Dataset entries:
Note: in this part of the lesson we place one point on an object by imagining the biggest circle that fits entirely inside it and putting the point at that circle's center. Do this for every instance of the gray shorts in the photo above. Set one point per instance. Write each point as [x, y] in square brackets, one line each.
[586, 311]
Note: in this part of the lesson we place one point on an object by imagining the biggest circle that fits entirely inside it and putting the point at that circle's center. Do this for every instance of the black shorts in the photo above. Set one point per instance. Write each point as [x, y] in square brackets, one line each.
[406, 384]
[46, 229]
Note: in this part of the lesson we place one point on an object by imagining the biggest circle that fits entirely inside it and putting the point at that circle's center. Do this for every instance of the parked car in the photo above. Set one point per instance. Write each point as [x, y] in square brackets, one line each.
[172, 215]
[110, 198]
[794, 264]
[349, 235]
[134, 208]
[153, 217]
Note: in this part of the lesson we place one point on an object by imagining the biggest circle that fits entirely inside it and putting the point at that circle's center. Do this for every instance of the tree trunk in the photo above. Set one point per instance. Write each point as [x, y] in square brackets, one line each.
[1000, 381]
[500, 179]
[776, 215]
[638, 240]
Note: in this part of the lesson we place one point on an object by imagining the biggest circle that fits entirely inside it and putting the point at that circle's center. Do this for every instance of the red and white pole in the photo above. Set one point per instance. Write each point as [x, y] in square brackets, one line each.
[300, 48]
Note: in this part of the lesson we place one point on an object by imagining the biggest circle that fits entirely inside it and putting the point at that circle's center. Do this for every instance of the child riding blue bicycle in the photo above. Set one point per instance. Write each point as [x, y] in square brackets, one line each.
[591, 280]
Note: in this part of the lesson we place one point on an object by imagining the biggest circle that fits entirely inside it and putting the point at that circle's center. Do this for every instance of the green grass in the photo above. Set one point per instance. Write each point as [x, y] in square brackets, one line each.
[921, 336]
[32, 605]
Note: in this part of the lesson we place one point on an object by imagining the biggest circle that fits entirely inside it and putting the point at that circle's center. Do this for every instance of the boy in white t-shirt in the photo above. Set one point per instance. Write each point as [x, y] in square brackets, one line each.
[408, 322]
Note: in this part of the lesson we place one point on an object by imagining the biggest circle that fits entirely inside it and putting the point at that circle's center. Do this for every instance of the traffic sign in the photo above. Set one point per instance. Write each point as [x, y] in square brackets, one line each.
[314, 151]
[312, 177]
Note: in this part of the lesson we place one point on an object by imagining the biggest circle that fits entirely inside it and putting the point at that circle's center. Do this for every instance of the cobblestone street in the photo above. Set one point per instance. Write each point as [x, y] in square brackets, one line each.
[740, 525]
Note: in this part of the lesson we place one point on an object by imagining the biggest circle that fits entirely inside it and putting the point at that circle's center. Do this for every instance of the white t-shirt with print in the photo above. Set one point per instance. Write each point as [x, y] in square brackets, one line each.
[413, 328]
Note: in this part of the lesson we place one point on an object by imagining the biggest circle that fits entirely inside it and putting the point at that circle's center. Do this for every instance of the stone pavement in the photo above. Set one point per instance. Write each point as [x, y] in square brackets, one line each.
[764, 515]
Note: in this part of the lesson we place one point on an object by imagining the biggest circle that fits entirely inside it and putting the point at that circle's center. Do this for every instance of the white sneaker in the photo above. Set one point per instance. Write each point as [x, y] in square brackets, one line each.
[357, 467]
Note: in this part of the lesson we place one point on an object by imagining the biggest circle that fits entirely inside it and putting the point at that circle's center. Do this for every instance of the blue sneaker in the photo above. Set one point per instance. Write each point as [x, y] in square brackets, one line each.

ASSIGNMENT: Could you set down every record exactly as given?

OUTPUT:
Note: in this part of the lesson we place one point on an object by imagining the biggest circle that fits entirely inside it and putting the point at that circle's center. Do this for every instance of the gray shorts in the photo above. Set one point per instance. Write each point as [x, y] in square brackets, one line each.
[586, 311]
Note: in this part of the lesson we place one point on an object by imagining the biggest circle that fits entirely inside it and putting the point at that circle's center. Do this for every instance of the black shorts in the photo above. Set one point per instance. Write each point as [x, y] in square brackets, one line each.
[406, 384]
[46, 229]
Note: in this part of the lesson we place one point on an object by imagining the biggest circle that fits entirely inside it and putting the point at that circle's center. Do this for every instance of the parked car in the photo above. Set one point per instance. Write each point as [x, y] in square brackets, one line each.
[172, 215]
[110, 198]
[794, 264]
[349, 235]
[134, 208]
[153, 217]
Note: in this part of the lesson we place one point on an object by imagining the biggest circle that fits entirely inside it and putting the point at that circle's center. Do this for every instance of the tree trunk in the photo above. Set one point per instance. Write each point as [x, y] in square brackets, one line each.
[1000, 381]
[500, 179]
[776, 215]
[638, 240]
Note: in this part of the lesson we place one point on an object by imagining the biggest circle that fits entirely inside it and putting the point at that circle's center. Do this for every instance of the red and white pole in the photo above. Set one point per instance. Write each point as [x, y] in square brackets, one line each.
[300, 48]
Note: in this part of the lesson we place one point on an object by imagining the biggest circle that fits entirely inside it and putting the point at that circle's center. Do this for every instance of the child riding blue bicycle in the photo above. Set one point per instance. Write each point as [x, y] in square brackets, one line each.
[591, 280]
Note: in this part of the lesson we place one point on an object by imagining the biggest circle that fits entirely inside it and putting the point at that circle's center. Do this for every instance of the green grass in the photo above. Set one point per instance. Write each point as [x, y] in square brackets, one line each.
[921, 336]
[32, 605]
Note: in this part of the lesson we place one point on an object by imagining the biggest circle that fits entirely inside it and putting the point at that circle's center. Do this for every instance of the boy in white t-shirt in the photo above. Set one point per instance. Write each point as [x, y] in square brackets, one line each.
[408, 322]
Note: in this part of the lesson we place one point on an object by imagining the biggest circle that fits entirely inside it and putting the point at that circle's center. Do this for every instance of the traffic sign in the photo above. Set one point per instance. Write each point as [x, y] in square brackets, one line each.
[314, 151]
[312, 177]
Note: in this part of the lesson we place one point on an object by imagining the biggest circle that fits entirely inside it and putting the point at that circle's center. Do this for every instance of the cobblestone street in the photo above. Set one point per instance. Write each point as [x, y] in square brackets, one line each.
[740, 525]
Note: in this part of the lesson we place one point on an object by imagining the biggest circle that fits entirely inside it and putting the point at that circle's center. Do this for every instance of the white t-shirt with print in the photo above. Set one point per instance. Write each point as [x, y] in square brackets, one line each.
[413, 328]
Note: in this part of the lesson we place one point on an object by imagining the biggest circle that fits entirely inside it and putting the point at that circle's center. Do this for every instance of the stone pavement in the photo above. Set one point per instance. Write each point as [x, y] in square brackets, one line each.
[764, 515]
Note: in this part of the lesson we place one point on an object by imagining the biggest circle that fits entirely inside it and putting the point at that circle's center. Do this for every instance of the white sneaker in the photo above. Set one point per instance. Write each point as [x, y] in square brackets, one line each.
[357, 467]
Note: in this part of the lesson we place one point on an object by imagining the biggest circle that fits entirely inside it and putting the point at that circle's center. Do this for every instance of the blue sneaker in the photo above. Set one point per instance. Write each point as [x, y] in square brackets, one line each.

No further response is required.